** begin **

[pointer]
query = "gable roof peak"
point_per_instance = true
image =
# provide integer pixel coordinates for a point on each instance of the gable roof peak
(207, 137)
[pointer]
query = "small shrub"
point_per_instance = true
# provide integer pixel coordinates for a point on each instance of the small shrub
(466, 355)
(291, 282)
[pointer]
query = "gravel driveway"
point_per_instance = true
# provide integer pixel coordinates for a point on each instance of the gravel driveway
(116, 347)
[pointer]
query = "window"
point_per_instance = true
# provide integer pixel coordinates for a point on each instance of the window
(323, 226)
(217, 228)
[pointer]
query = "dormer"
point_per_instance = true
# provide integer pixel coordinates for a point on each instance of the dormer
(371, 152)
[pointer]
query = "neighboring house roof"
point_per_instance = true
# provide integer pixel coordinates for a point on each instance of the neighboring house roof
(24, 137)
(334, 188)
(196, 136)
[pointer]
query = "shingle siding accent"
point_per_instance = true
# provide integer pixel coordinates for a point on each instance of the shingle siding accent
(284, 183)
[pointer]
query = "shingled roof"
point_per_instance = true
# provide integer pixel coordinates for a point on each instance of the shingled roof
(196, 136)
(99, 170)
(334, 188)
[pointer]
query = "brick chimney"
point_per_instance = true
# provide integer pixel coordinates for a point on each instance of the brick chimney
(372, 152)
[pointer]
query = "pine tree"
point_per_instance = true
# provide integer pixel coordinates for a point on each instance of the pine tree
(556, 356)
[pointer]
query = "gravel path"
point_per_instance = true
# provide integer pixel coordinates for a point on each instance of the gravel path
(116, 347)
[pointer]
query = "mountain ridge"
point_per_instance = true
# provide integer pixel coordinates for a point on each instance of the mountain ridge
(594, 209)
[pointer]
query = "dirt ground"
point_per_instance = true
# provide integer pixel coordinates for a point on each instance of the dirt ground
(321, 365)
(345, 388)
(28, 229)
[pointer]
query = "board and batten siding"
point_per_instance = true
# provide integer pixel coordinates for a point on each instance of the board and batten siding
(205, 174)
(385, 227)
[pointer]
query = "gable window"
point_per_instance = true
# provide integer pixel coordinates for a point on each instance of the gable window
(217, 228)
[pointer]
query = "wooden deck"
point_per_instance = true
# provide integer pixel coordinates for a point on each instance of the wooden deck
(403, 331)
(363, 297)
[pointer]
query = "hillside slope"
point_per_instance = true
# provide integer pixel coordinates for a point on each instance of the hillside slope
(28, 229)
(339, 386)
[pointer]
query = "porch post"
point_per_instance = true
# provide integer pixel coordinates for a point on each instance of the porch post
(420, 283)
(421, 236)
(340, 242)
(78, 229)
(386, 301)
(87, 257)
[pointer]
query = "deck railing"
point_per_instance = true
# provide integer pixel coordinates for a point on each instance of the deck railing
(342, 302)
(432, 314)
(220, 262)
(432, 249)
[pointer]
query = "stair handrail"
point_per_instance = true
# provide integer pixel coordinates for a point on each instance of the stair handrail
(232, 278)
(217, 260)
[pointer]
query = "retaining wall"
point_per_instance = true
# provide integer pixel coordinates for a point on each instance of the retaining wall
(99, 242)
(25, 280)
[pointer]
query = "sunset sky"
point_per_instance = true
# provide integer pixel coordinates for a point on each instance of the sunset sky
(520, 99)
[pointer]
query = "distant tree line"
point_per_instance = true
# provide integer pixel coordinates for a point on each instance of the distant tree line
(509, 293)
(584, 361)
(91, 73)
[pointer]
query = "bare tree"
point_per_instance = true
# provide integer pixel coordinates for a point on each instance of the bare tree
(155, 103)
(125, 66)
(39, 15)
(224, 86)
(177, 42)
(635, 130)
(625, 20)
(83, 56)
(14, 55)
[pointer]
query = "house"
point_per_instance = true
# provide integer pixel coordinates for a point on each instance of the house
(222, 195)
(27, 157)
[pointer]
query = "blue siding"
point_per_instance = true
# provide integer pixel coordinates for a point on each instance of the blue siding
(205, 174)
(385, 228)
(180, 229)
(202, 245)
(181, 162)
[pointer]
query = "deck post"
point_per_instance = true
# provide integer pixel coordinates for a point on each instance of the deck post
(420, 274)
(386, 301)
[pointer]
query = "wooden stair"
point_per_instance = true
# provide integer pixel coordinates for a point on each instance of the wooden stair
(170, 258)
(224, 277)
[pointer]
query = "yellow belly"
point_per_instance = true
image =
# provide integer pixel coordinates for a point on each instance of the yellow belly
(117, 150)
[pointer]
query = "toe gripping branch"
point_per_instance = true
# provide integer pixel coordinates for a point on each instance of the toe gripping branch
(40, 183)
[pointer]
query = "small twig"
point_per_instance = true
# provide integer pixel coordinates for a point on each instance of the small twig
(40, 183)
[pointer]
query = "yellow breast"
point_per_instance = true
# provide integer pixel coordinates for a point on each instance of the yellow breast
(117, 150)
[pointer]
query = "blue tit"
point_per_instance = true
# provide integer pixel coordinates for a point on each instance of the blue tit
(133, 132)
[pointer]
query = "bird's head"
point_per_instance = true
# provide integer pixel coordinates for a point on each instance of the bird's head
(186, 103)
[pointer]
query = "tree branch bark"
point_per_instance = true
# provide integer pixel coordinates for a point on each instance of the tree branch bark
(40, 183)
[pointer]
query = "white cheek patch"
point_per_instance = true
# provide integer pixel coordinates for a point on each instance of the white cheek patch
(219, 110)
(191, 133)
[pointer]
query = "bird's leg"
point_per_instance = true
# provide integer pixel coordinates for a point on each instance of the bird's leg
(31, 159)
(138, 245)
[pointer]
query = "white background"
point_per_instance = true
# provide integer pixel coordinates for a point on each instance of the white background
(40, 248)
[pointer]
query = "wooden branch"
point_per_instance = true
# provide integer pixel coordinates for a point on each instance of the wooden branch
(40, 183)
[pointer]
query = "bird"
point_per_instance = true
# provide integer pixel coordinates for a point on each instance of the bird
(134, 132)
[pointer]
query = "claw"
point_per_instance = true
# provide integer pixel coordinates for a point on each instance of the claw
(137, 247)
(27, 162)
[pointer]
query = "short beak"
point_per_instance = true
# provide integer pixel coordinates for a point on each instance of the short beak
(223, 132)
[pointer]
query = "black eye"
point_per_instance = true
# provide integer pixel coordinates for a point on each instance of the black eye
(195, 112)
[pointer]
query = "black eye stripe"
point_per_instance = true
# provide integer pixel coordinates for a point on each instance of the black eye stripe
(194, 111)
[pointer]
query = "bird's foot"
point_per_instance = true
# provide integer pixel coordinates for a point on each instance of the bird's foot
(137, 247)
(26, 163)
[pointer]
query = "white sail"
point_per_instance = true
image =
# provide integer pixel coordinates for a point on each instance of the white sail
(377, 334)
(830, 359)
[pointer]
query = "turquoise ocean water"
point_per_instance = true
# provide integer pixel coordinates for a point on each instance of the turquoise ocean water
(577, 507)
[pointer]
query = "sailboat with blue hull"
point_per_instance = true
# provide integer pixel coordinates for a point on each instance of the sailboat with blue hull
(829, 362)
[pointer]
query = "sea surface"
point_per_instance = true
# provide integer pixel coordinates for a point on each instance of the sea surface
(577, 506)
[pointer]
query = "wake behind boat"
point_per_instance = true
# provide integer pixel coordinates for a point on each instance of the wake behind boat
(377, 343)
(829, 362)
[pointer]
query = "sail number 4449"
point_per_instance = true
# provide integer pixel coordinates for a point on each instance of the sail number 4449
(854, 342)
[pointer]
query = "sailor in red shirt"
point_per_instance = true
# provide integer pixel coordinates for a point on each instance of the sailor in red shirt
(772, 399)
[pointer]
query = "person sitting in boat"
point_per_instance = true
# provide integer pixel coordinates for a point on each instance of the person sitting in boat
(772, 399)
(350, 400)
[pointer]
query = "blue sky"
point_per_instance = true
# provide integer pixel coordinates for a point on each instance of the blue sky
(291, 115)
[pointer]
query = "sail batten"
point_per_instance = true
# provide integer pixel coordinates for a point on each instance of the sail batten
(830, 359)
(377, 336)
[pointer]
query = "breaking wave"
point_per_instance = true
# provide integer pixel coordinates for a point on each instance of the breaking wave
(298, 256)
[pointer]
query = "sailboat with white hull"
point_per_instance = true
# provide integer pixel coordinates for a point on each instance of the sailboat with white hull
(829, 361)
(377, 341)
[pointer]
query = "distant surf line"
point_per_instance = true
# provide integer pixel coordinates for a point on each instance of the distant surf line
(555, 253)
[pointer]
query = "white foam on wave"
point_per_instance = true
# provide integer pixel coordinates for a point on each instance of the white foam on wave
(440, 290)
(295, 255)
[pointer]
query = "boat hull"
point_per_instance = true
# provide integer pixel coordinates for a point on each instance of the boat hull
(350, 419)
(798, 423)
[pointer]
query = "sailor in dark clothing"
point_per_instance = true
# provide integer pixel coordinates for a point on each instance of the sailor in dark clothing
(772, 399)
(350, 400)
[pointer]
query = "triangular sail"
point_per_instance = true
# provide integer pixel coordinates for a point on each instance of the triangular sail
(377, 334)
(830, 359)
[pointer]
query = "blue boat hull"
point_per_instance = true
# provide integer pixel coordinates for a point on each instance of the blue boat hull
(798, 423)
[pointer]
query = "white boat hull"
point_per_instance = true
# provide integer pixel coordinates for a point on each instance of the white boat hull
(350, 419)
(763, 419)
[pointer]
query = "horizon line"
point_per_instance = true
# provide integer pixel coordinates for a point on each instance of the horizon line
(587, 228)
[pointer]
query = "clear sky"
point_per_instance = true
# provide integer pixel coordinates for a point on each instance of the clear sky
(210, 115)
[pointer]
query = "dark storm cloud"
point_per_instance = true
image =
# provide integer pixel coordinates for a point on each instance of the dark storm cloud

** end **

Task objective.
Identify every line above that contains the string "breast", and copy each one in full.

Finished answer.
query = "yellow breast"
# provide integer pixel coordinates for a point on each instance of the yellow breast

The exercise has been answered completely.